Prompt 1: Name every type of health care provider that the passage about the stroke symposium says the conference is geared for.
Prompt 2: Write a continuation of the passage about the TMH Comprehensive Stroke Center, beginning after its final sentence.

Selected extract:
——

I’m pleased to be one of the invited speakers to the Baptist Health Care Stroke Symposium in Pensacola, set for May 19, 2017.  I’ll be speaking about Hemorrhagic Stroke as well as the role of the TMH Comprehensive Stroke Center in our community.

This conference is geared for all health care providers, including physicians, ARNPs/PAs, nurses, therapists, and EMTs/paramedics.  CEUs are provided.

What’s special about the TMH Comprehensive Stroke Center?

Why is it important that TMH is a Comprehensive Stroke Center?

Comprehensive Stroke Centers (CSCs) are the most advanced hospitals for providing stroke care. Not only have they demonstrated excellence at caring for ischemic stroke and administering TPA, Comprehensive Stroke Centers have gone the extra mile to specialize in stroke diagnosis and treatment, including treatment for all forms of stroke. The only facility in Northwest Florida, South Georgia, and Southeast Alabama with Comprehensive Stroke Center services is Tallahassee Memorial Hospital (TMH).

Primary Stroke Centers (PSCs) can be thought of as the minimum requirement for stroke care. PSCs are able to diagnose and treat ischemic stroke. Most PSCs in the region rely on teleneurology, or neurologists available by computer or telephone, to help diagnose and treat patients. Comprehensive Stroke Centers, on the other hand, have in house neurology and neurosurgery services. TMH has 4 employed hospital stroke neurologists as well as 4 board-certified neurosurgeons at Tallahassee Neurological Clinic.

——

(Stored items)
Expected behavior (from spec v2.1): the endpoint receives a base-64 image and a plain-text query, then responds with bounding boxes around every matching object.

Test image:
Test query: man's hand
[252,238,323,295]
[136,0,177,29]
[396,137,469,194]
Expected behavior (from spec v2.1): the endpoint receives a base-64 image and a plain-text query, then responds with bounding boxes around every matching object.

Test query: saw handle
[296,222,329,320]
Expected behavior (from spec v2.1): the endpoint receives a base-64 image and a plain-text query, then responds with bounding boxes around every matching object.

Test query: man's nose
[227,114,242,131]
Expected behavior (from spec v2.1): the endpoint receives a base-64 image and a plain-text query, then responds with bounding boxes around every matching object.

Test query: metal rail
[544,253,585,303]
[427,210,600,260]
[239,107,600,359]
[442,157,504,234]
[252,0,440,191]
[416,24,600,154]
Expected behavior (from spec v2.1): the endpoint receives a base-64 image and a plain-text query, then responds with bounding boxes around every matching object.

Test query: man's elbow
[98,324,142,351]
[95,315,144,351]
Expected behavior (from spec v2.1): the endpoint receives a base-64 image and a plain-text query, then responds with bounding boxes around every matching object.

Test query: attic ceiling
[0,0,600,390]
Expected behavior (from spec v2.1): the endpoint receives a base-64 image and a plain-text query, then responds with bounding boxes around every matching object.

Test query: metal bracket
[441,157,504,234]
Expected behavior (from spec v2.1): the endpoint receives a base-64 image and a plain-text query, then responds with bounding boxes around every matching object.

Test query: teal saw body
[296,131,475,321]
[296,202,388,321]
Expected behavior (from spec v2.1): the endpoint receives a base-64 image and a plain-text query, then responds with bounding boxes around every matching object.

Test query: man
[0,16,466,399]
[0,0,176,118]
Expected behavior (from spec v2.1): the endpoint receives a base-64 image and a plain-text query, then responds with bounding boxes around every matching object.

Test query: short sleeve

——

Answer section 1:
- Physicians
- ARNPs/PAs
- Nurses
- Therapists
- EMTs/paramedics

Answer section 2:
Drs. Lawson and Oliver. Board-certified neurosurgeons with neuroendovascular certification (CAST certification) at the TMH Comprehensive Stroke Center.

Comprehensive Stroke Centers not only provide excellent care for ischemic stroke, but they also provide advanced stroke care services. This includes care for ruptured cerebral aneurysms, AVMs, and other forms of hemorrhagic stroke. CSCs perform cutting edge procedures, such as thrombectomy for ischemic stroke due to large vessel occlusion as well as brain aneurysm treatment. They generally qualify as high volume treatment centers for aneurysmal subarachnoid hemorrhage, which means they generally have better outcomes than other centers that treat brain aneurysms.

Dr. Lawson was one of the first 50 individuals certified in Neuroendovascular Surgery by the Society of Neurological Surgeons.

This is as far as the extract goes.